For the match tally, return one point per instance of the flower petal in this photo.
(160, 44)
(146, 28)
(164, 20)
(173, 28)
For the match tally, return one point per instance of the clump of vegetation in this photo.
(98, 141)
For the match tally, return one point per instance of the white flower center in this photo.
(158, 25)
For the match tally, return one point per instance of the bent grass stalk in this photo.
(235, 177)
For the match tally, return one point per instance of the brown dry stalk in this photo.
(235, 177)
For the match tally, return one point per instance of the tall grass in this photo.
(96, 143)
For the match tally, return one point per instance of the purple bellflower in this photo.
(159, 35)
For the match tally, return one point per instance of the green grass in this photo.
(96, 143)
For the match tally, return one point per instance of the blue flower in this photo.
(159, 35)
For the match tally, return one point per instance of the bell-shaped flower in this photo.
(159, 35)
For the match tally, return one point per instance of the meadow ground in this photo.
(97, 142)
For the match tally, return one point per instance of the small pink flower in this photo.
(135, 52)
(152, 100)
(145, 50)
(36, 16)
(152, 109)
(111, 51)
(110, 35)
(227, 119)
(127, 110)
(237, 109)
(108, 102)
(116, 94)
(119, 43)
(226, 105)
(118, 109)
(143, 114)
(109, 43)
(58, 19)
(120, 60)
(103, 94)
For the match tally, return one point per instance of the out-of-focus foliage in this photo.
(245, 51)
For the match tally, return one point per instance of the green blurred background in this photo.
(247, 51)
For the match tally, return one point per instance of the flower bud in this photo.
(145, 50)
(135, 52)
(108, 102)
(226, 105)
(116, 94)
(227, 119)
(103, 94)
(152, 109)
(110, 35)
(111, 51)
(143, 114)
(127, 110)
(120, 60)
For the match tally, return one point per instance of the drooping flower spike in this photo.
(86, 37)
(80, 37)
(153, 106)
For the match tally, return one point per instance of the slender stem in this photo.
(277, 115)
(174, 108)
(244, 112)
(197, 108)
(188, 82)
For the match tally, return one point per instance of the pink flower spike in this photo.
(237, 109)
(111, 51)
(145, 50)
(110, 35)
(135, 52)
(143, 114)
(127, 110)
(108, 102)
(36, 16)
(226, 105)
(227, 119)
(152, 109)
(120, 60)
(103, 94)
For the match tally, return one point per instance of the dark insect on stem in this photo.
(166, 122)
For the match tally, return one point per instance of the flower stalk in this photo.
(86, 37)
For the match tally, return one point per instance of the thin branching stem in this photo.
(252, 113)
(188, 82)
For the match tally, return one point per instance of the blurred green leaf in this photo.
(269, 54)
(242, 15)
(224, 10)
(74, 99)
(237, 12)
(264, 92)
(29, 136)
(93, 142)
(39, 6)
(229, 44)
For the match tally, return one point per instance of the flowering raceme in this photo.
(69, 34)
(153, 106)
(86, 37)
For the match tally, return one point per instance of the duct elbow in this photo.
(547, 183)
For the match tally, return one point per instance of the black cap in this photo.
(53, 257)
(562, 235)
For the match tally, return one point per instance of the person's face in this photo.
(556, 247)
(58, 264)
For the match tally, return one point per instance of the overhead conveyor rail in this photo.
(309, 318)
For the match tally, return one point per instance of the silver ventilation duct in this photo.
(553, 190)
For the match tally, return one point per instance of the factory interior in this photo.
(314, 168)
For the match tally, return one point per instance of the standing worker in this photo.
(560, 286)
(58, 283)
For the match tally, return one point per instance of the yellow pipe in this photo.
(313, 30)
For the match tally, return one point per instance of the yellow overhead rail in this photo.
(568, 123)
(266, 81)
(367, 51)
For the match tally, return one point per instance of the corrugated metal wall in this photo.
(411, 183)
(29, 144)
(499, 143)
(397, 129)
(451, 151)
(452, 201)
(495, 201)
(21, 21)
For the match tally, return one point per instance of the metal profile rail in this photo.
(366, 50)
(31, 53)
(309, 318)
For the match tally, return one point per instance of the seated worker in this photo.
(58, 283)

==========

● **GIVEN INSTRUCTION**: Present the data above as a Markdown table with two columns, No. and Entry. Put each line in its own row with its number, and skip any blank lines.

● **WORKED SOLUTION**:
| No. | Entry |
|---|---|
| 1 | For the match tally, return one point per instance of the flower petal in this photo. |
| 2 | (160, 44) |
| 3 | (146, 28) |
| 4 | (164, 20) |
| 5 | (173, 28) |
| 6 | For the match tally, return one point per instance of the clump of vegetation in this photo. |
| 7 | (98, 141) |
| 8 | For the match tally, return one point per instance of the white flower center in this photo. |
| 9 | (158, 25) |
| 10 | For the match tally, return one point per instance of the bent grass stalk in this photo. |
| 11 | (235, 177) |
| 12 | For the match tally, return one point per instance of the brown dry stalk in this photo. |
| 13 | (235, 177) |
| 14 | For the match tally, return one point per instance of the tall grass in this photo. |
| 15 | (96, 143) |
| 16 | For the match tally, return one point per instance of the purple bellflower in this photo. |
| 17 | (159, 35) |
| 18 | For the match tally, return one point per instance of the green grass in this photo. |
| 19 | (96, 143) |
| 20 | For the match tally, return one point per instance of the blue flower in this photo. |
| 21 | (159, 35) |
| 22 | For the match tally, return one point per instance of the bell-shaped flower in this photo. |
| 23 | (159, 35) |
| 24 | For the match tally, return one point per instance of the meadow ground in this photo. |
| 25 | (97, 142) |
| 26 | For the match tally, return one point per instance of the small pink flower in this photo. |
| 27 | (135, 52) |
| 28 | (152, 100) |
| 29 | (145, 50) |
| 30 | (36, 16) |
| 31 | (152, 109) |
| 32 | (111, 51) |
| 33 | (110, 35) |
| 34 | (227, 119) |
| 35 | (127, 110) |
| 36 | (237, 109) |
| 37 | (108, 102) |
| 38 | (116, 94) |
| 39 | (119, 43) |
| 40 | (226, 105) |
| 41 | (118, 109) |
| 42 | (143, 114) |
| 43 | (109, 43) |
| 44 | (58, 19) |
| 45 | (120, 60) |
| 46 | (103, 94) |
| 47 | For the match tally, return one point per instance of the out-of-focus foliage in this photo. |
| 48 | (245, 51) |
| 49 | For the match tally, return one point per instance of the green blurred background in this photo. |
| 50 | (247, 51) |
| 51 | For the match tally, return one point per instance of the flower bud in this photo. |
| 52 | (145, 50) |
| 53 | (135, 52) |
| 54 | (108, 102) |
| 55 | (226, 105) |
| 56 | (116, 94) |
| 57 | (227, 119) |
| 58 | (103, 94) |
| 59 | (152, 109) |
| 60 | (110, 35) |
| 61 | (111, 51) |
| 62 | (143, 114) |
| 63 | (127, 110) |
| 64 | (120, 60) |
| 65 | For the match tally, return one point per instance of the drooping flower spike in this photo. |
| 66 | (86, 37) |
| 67 | (80, 37) |
| 68 | (153, 106) |
| 69 | For the match tally, return one point per instance of the slender stem in this photo. |
| 70 | (277, 115) |
| 71 | (174, 108) |
| 72 | (244, 112) |
| 73 | (197, 108) |
| 74 | (188, 82) |
| 75 | For the match tally, return one point per instance of the pink flower spike in this photo. |
| 76 | (237, 109) |
| 77 | (111, 51) |
| 78 | (145, 50) |
| 79 | (110, 35) |
| 80 | (135, 52) |
| 81 | (143, 114) |
| 82 | (127, 110) |
| 83 | (108, 102) |
| 84 | (36, 16) |
| 85 | (226, 105) |
| 86 | (227, 119) |
| 87 | (152, 109) |
| 88 | (120, 60) |
| 89 | (103, 94) |
| 90 | For the match tally, return one point per instance of the dark insect on stem in this photo. |
| 91 | (166, 122) |
| 92 | For the match tally, return one point per instance of the flower stalk in this photo. |
| 93 | (86, 37) |
| 94 | For the match tally, return one point per instance of the thin branching stem in this photo. |
| 95 | (252, 113) |
| 96 | (188, 82) |
| 97 | For the match tally, return one point per instance of the blurred green leaf in this photo. |
| 98 | (269, 54) |
| 99 | (242, 15) |
| 100 | (224, 10) |
| 101 | (74, 99) |
| 102 | (237, 12) |
| 103 | (264, 92) |
| 104 | (29, 136) |
| 105 | (93, 142) |
| 106 | (39, 6) |
| 107 | (229, 44) |
| 108 | For the match tally, return one point per instance of the flowering raceme in this photo. |
| 109 | (69, 34) |
| 110 | (153, 106) |
| 111 | (86, 37) |
| 112 | For the match tally, return one point per instance of the duct elbow in this photo. |
| 113 | (547, 183) |
| 114 | For the match tally, return one point per instance of the black cap in this photo. |
| 115 | (53, 257) |
| 116 | (562, 235) |
| 117 | For the match tally, return one point per instance of the person's face in this photo. |
| 118 | (556, 247) |
| 119 | (58, 264) |
| 120 | For the match tally, return one point per instance of the overhead conveyor rail in this photo. |
| 121 | (309, 318) |
| 122 | For the match tally, return one point per instance of the silver ventilation duct in this photo. |
| 123 | (553, 190) |
| 124 | For the match tally, return one point per instance of the factory interior in this photo. |
| 125 | (314, 168) |
| 126 | For the match tally, return one point per instance of the standing worker in this photo. |
| 127 | (560, 286) |
| 128 | (58, 283) |
| 129 | For the match tally, return one point per instance of the yellow pipe in this photo. |
| 130 | (313, 30) |
| 131 | For the match tally, return one point per instance of the yellow overhead rail in this photo. |
| 132 | (568, 123) |
| 133 | (266, 81) |
| 134 | (367, 51) |
| 135 | For the match tally, return one point per instance of the corrugated metal wall in this photo. |
| 136 | (411, 183) |
| 137 | (29, 144) |
| 138 | (499, 143) |
| 139 | (397, 129) |
| 140 | (451, 151) |
| 141 | (452, 201) |
| 142 | (495, 201) |
| 143 | (21, 21) |
| 144 | For the match tally, return one point per instance of the metal profile rail in this photo. |
| 145 | (366, 50) |
| 146 | (31, 53) |
| 147 | (309, 318) |
| 148 | For the match tally, return one point per instance of the seated worker in this photo. |
| 149 | (58, 283) |